----- EXTRACT -----
By Seo Jeong-yun and Sunny Um WIRED Korea
What would it be like to turn each moment of a soccer game into digital data for analyses, as in the game Football Manager? In Football Manager, a game player uses such data in seeking an optimal formation for a match and in deciding whether or not to replace a character with another and change tactics in the second half.
Bepro11 has turned Football Manager into a reality, providing 700 teams in 13 countries with the real-time data of each of their matches. Based in Hamburg, Germany, the startup for soccer match analyses uses three fixed cameras, whose separate feeds merged into a seamless one, which can be split into video clips for analyses.
Among the 700 Bepro11 clients are leading team members of the Bundesliga, La Liga and the English Premier League, says founder Lewis Kang, who declines to name the teams for contractual reasons.
Securing those teams as its clients is no small achievement. Still better, investors are seeing a potential for further growth, as is confirmed when the company has recently secured $10 million in funding. The investors are Altos Ventures, Saehan Ventures, SoftBank Ventures, Springcamp and Miraeasset Ventures.
Yet, the Korean-born sports entrepreneur’s dream has not been fully fulfilled. Kang says in a video interview with WIRED Korea that he would like to see his company’s cameras installed in all soccer stadiums in the world and his artificial intelligence-powered analytical platform being available for basketball, hockey and other sports, in addition to soccer.
Betting on Europe
Starting a business was not among Kang’s priority goals when he studied social sciences education at the prestigious Seoul National University. But he laid the foundation for his sports entrepreneurship when he joined a campus fraternity for computer programming led by one of his friends.
When he was writing a program for soccer analyses, he thought he was doing it for what was little better than a hobby. But it proved to be useful for his business, though he says, "I did not think of starting a business with it."
Hindsight also shows that playing soccer for one of the 20 teams at the university was of much help. After each match, he used to put the performance of his team and its members into an Excel program manually. When he thought there should be a better way to keep records, he started to work on an analytical program on the computer.
"I thought it would be great if each player of our team put his own data into an app for the integrated management of the team’s performance,” he said. “I came up with such an app after working on the idea several months."
Amateur teams of other universities, which knew of the app through word of mouth and social media, asked for its copies. Its popularity prompted him to consider the commercial viability of developing such an app for professional teams.
----- MATERIAL PROVIDED -----
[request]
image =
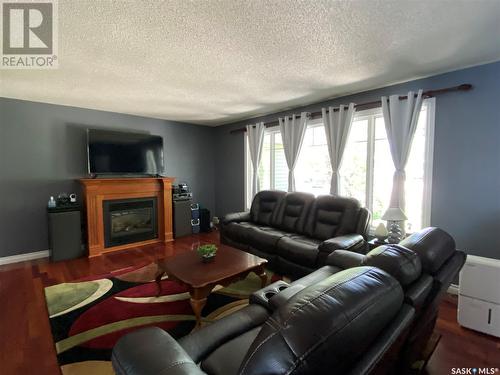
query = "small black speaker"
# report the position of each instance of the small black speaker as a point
(204, 220)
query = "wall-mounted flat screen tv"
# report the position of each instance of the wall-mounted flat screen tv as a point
(115, 152)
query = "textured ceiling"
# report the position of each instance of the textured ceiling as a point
(214, 62)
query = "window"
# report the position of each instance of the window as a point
(367, 168)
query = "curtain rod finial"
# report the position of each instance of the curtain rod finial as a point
(465, 87)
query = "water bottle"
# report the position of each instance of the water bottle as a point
(52, 202)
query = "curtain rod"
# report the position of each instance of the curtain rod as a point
(374, 104)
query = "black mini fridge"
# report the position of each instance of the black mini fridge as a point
(65, 233)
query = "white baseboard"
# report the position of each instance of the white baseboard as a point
(453, 289)
(24, 257)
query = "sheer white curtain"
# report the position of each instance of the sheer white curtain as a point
(292, 133)
(337, 123)
(401, 118)
(255, 141)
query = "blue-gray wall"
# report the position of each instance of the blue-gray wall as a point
(466, 176)
(43, 151)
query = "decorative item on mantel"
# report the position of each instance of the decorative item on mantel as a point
(394, 216)
(207, 252)
(381, 233)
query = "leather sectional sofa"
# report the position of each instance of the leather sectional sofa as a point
(296, 232)
(359, 314)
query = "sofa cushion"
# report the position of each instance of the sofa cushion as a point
(292, 212)
(238, 231)
(332, 216)
(317, 276)
(434, 247)
(265, 205)
(264, 238)
(299, 249)
(227, 358)
(327, 325)
(401, 263)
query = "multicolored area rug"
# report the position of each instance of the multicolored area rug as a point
(88, 317)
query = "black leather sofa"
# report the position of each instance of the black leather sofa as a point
(431, 253)
(345, 323)
(296, 232)
(359, 314)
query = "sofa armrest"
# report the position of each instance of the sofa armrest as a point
(347, 242)
(236, 217)
(345, 259)
(202, 342)
(151, 351)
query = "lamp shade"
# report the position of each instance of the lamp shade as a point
(394, 214)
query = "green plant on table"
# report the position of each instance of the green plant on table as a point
(208, 250)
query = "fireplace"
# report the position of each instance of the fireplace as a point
(129, 220)
(153, 197)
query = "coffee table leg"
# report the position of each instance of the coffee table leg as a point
(261, 272)
(158, 283)
(198, 301)
(198, 305)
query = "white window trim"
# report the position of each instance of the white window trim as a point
(245, 171)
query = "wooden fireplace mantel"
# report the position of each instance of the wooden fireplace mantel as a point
(97, 190)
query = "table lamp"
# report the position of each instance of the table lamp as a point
(394, 217)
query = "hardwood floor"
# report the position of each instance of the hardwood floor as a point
(26, 345)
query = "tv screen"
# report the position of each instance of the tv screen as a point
(115, 152)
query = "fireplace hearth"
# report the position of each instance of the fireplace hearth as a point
(129, 220)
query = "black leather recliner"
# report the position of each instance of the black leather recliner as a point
(431, 253)
(296, 232)
(345, 323)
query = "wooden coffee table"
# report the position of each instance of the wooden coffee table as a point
(229, 266)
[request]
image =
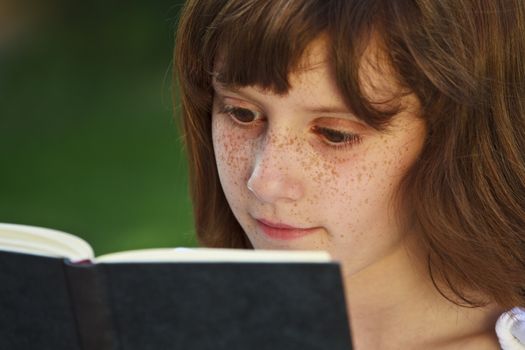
-----
* _STATED TASK_
Return the passage of the Bepro11 article starting at "Bepro11 has turned" and ending at "and Miraeasset Ventures.", copied word for word. Answer using only the text about Bepro11.

* _THE OUTPUT_
Bepro11 has turned Football Manager into a reality, providing 700 teams in 13 countries with the real-time data of each of their matches. Based in Hamburg, Germany, the startup for soccer match analyses uses three fixed cameras, whose separate feeds merged into a seamless one, which can be split into video clips for analyses.
Among the 700 Bepro11 clients are leading team members of the Bundesliga, La Liga and the English Premier League, says founder Lewis Kang, who declines to name the teams for contractual reasons.
Securing those teams as its clients is no small achievement. Still better, investors are seeing a potential for further growth, as is confirmed when the company has recently secured $10 million in funding. The investors are Altos Ventures, Saehan Ventures, SoftBank Ventures, Springcamp and Miraeasset Ventures.